Start of Records to process
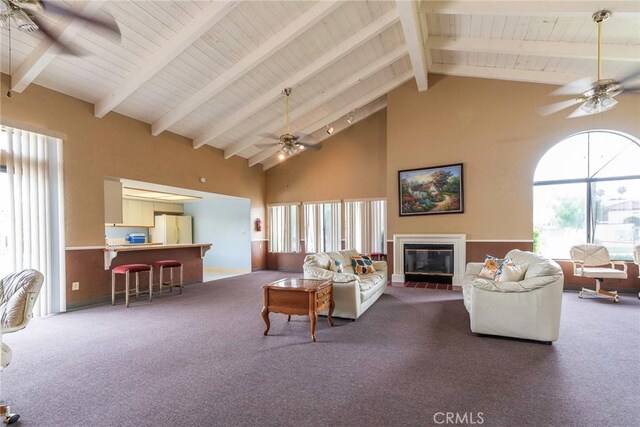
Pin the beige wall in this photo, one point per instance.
(350, 164)
(122, 147)
(492, 128)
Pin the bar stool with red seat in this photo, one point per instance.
(126, 269)
(171, 264)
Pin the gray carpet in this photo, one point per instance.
(200, 359)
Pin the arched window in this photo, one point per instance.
(587, 189)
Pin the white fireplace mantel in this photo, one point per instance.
(459, 242)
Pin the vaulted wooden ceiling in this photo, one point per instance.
(214, 71)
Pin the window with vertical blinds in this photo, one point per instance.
(365, 225)
(283, 228)
(323, 227)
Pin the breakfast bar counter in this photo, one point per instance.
(115, 255)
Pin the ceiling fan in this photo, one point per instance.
(289, 144)
(595, 97)
(30, 16)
End of Records to process
Could you print every item above word for word, leaving out the picture?

**Answer to this exercise:**
Pin the beige wall in this photo, one point per instance.
(350, 164)
(122, 147)
(492, 128)
Pin the bar stool with red seat in this photo, one point per instance.
(126, 269)
(171, 264)
Pin the gray carpet in this photo, one point per instance.
(200, 359)
Pin the arched window in this photo, one point per instance.
(587, 189)
Pin the white fireplace mantel in this photo, one point per instance.
(459, 242)
Pin the vaulted wooden ceiling in this photo, one point per instance.
(214, 71)
Pin the window with vertical blinds in this photo, one point per instance.
(365, 225)
(283, 228)
(323, 227)
Pin the breakfast bar counter in this photo, one point per instance.
(115, 255)
Pin the ceiling fan in this photo, one point per instance.
(289, 144)
(595, 97)
(30, 16)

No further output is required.